* **ACTIVITY LIST**:
1. Answer these questions using the wearable-device study text.
(a) Where are the study authors from?
(b) What content of the skin may affect how light is absorbed?
(c) What accuracy was the current study meant to summarize?
2. List every proper name (person, institution, place, or organization) that appears in the wearable-device study text.
3. Reproduce a section of the wearable-device study text word for word. Begin at the words "The authors explain" and stop after the words "varying skin tones.".

--- PAGE EXTRACT ---

The findings, say study authors from the University of Alberta in Edmonton, Canada could suggest the potential for racial bias in consumer wearable devices and limit the deployment of the technologies for medical research.

“People need to be aware that there are some limitations for people with darker skin tones when using these devices, and the results should be taken with a grain of salt,” said study co-lead author Daniel Koerber, MD, resident physician at the University of Alberta in Edmonton, Canada, in an ACC statement. “Algorithms are often developed in homogeneous white populations, which may lead to results that are not as generalizable as we would like.”

The authors explain that heart rate measurement and detection of arrhythmia may be altered by the effect of the skin’s melanin content on absorption of light—the mechanism by which wearable devices record these data.

“Ongoing research and development of these devices should emphasize the inclusion of populations of all skin tones so that the developed algorithms can best accommodate for variations in innate skin light absorption,” said Koerber.

The specific focus of the current study was to summarize the accuracy of cardiac data collected specifically by wrist-worn devices among individuals of varying skin tones.

--- MATERIAL PROVIDED ---

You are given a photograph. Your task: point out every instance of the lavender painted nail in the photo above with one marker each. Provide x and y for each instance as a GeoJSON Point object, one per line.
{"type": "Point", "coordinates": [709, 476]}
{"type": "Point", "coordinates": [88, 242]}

---

* **RESULTS OF THE EXERCISE**:
1.
(a) The University of Alberta in Edmonton, Canada.
(b) Melanin.
(c) The accuracy of cardiac data collected by wrist-worn devices among individuals of varying skin tones.

2.
University of Alberta
Edmonton
Canada
Daniel Koerber
ACC

3.
The authors explain that heart rate measurement and detection of arrhythmia may be altered by the effect of the skin’s melanin content on absorption of light—the mechanism by which wearable devices record these data.

“Ongoing research and development of these devices should emphasize the inclusion of populations of all skin tones so that the developed algorithms can best accommodate for variations in innate skin light absorption,” said Koerber.

The specific focus of the current study was to summarize the accuracy of cardiac data collected specifically by wrist-worn devices among individuals of varying skin tones.